The No Ordinary Hero

We live in a world full of radicals. Human history is full of them. From Phineas to Daniel, on towards Peter to Martin Luther, and ranging from Perpetua to Richard Wurmbrand. Gandhi to Malcom X to Martin Luther King. Those who were persecuted for thier beliefs to those who laid down their lives. All religions have their radicals, violent and non-violent. Radicalism comes in all kinds of forms. Extreme and passive, violent and peaceful, with actions and with words, with death and with life, the revered and the infamous.

Especially, in this hour of human history radicals seem to be everywhere. It’s the new it tag. Worse than being tagged as “intolerant”. The name radicalism seems to quickly paint the burned images in our minds of planes and burning buildings. Yet, we are quick to speak and even quicker at judging on impulse. We hate racialism cause we love the comforts our controlled world. We hate change. Yet, we all secretly desire a radical. One who, as Dictionary.com defines “a person who holds or follows strong convictions or extreme principles; extremist.”, will bring forth reform to that one problem  in society, politics, economy, the earth, and at home. We are a generation who cries out at all the injustice in the earth today. From genocide to high gas prices.

And many have answered that call of the human heart. The cry to see others vindicated, and more importantly ourselves. Every ethnicity and religion has their “righteous” radical. The black community has Martin Luther King and Malcom X. The Hispanic community adores Che.  Muslims have Muhammad. Buddhist have Buddha. For atheist, Charles Darwin. We are the generation that loves the hero. The action hero of film is the most exhausted genre today. Lets face it, we long for the vigilante. When we couldn’t find them in our nations, our hometowns, we delusioned ourselves with imaginary heroes with abilities and cared for our well being. We always seek for the one who will fight for justice. Some find their answer in Spider-man (others in the darker Punisher), others in Ghandi, and even more recently the political saviors of our nations. Yet, all of them fall short. All of them have at least one flaw we desperately defend or try to conceal. Their all ordinary radicals.

> [Data provided]

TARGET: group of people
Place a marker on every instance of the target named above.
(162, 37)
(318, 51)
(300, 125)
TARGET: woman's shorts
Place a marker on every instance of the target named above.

> [Assigned task 1]
Translate this sentence from the essay on radicals into Spanish: "Radicalism comes in all kinds of forms."
> [Assigned task 2]
Condense the essay's paragraph beginning "We live in a world full of radicals" into a short bulleted list that keeps its main facts.
> [Assigned task 3]
Extend the essay on radicals and heroes with a further paragraph that follows on from its last sentence.
The records are not needed for any of the tasks.

> [Task response 1]
El radicalismo se presenta en toda clase de formas.

> [Task response 2]
- Human history is full of radicals, from Phineas and Daniel, through Peter and Martin Luther, to Perpetua and Richard Wurmbrand, as well as Gandhi, Malcom X and Martin Luther King.
- They range from people persecuted for their beliefs to people who gave their lives.
- Every religion has radicals, both violent and non-violent.
- Radicalism takes many forms: extreme or passive, violent or peaceful, through actions or words, through death or life, revered or infamous.

> [Task response 3]
This blog is about the one who is the No Ordinary Radical. He is a man who was so radical that our calendar is a chiastic structure with Him at the center piece. His life actually brought a turning point in human history. No man has been more debated about, had more martyrs, or been brutally afflicted. Many would say that His life on earth was the climax point of human history. I beg to differ. I believe that His life on earth was the greatest moment of cruciality. That it was the pivot point of human history. Why do I say this? Because the climax of human history will be the day He returns to this earth. Who is this No Ordinary Radical? Who is this one who answers the human cry for a vigilante? He was a humble man who came to have the most offensive name of all names. He is the hero who will never stay dead. He is Jesus Christ.

Who am I? I’m an ordinary radical like everyone else. An ordinary radical who is a friend of the one who is not ordinary. This is my blog about my ordinary cries for change. In this blog, i will write who I believe this No Ordinary Radical is, what I believe He wants to do today, how He is going to ultimately fulfill the desire for vindication, and how He in part will answer that cry now. Why will He? Because, He listens to the cries of the just for the unjust and answers.